Goal: Reproduce the records below, starting at "Objective — one point per instance of the cyclist in white" and ending at "[[469, 62]]", with "single line" swapped for "one line" and nothing else altered.

[Start Entries shown]

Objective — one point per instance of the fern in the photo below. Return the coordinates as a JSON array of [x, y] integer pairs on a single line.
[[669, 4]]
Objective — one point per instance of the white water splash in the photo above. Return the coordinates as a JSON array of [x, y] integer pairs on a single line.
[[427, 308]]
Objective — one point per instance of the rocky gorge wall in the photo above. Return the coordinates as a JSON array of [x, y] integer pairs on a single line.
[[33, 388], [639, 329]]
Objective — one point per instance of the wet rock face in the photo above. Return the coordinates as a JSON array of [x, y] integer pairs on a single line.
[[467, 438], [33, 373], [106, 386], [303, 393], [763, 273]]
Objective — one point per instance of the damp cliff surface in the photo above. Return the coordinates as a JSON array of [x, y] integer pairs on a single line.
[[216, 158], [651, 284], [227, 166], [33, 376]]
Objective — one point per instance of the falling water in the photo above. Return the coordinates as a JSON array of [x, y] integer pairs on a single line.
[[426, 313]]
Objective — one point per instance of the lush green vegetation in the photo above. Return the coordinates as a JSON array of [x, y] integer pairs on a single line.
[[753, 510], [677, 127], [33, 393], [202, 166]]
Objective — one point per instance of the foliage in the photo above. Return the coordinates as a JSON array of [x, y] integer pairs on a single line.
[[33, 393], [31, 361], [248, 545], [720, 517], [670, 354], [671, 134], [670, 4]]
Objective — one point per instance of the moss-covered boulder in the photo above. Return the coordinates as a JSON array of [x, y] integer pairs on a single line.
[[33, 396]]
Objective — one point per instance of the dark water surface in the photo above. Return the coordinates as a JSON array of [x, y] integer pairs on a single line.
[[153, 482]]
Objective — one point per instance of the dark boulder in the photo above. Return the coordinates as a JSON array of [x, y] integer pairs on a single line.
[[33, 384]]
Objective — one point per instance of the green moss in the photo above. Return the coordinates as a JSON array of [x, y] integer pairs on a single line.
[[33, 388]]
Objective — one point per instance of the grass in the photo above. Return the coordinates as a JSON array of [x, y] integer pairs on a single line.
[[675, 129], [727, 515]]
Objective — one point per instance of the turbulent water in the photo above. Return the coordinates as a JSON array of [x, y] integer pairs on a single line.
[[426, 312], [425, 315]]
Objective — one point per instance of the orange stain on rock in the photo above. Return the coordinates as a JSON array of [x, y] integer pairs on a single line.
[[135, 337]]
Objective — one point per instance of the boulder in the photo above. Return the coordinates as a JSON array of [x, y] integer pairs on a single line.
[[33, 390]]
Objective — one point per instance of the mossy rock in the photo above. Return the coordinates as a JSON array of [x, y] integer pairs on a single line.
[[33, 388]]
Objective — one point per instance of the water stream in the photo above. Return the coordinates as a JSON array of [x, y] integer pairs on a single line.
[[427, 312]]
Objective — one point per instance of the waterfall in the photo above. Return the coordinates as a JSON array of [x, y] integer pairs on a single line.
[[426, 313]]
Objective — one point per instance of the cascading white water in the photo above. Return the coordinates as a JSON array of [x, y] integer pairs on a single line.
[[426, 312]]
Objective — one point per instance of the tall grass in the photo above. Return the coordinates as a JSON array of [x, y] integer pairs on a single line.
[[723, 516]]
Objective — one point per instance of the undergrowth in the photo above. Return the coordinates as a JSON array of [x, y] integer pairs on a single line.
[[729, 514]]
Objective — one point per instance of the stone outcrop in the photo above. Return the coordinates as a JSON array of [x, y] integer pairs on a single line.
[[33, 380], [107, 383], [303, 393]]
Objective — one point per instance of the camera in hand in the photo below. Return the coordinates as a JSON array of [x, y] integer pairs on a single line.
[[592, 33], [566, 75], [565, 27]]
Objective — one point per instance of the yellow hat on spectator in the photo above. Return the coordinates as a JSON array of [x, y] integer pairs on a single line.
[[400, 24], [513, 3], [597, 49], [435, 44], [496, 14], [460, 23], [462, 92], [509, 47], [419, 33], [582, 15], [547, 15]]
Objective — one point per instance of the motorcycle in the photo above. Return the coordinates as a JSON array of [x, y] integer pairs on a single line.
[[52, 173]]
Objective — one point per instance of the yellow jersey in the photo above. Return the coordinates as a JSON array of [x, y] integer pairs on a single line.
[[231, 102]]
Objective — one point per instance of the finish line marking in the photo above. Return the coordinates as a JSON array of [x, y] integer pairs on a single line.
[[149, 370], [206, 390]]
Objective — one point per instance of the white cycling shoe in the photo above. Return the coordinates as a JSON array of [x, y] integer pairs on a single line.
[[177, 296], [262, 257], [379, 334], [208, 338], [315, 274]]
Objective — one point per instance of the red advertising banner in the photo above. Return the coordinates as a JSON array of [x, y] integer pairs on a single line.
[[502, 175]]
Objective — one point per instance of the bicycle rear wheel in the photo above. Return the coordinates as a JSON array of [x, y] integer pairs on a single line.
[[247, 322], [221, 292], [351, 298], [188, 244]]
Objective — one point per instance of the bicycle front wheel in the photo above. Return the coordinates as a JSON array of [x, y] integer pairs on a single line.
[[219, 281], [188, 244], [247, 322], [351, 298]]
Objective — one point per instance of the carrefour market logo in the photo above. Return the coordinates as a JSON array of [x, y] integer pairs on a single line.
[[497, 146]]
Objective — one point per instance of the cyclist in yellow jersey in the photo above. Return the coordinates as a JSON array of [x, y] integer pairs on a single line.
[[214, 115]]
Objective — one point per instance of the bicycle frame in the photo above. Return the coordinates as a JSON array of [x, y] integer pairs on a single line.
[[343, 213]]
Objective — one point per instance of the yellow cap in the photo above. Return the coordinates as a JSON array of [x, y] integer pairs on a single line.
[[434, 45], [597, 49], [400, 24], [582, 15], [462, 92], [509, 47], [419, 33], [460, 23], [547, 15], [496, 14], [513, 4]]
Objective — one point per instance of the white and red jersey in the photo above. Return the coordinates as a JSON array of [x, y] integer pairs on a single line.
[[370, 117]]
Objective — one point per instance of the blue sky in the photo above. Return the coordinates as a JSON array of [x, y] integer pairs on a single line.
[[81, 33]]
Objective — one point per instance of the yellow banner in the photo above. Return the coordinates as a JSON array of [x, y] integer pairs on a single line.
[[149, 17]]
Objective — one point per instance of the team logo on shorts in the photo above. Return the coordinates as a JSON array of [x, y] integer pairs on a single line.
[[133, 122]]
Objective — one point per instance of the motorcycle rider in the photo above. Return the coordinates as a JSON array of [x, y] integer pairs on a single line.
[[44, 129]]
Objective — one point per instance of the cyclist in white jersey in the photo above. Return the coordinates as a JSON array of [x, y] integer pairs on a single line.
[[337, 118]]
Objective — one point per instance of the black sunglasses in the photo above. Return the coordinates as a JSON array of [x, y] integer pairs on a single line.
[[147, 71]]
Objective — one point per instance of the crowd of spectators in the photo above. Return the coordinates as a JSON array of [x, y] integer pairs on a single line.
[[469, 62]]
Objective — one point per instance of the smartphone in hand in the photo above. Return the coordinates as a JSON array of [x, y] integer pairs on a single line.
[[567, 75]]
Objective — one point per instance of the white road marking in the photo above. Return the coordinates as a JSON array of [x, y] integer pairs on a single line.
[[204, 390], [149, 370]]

[End Entries shown]

The solution:
Objective — one point per instance of the cyclist in white jersey in the photo above. Return the coordinates as a JSON array of [x, y] integer pairs on a one line.
[[337, 118]]
Objective — one point per instance of the black sunglasses in the photo above. Return the coordinates as a JSON array of [x, y] integer pairs on a one line.
[[147, 71]]
Objective — one point per instance of the crowd of spectators in the photo above. Return the coordinates as a JSON array of [x, y] integer pairs on a one line.
[[469, 62]]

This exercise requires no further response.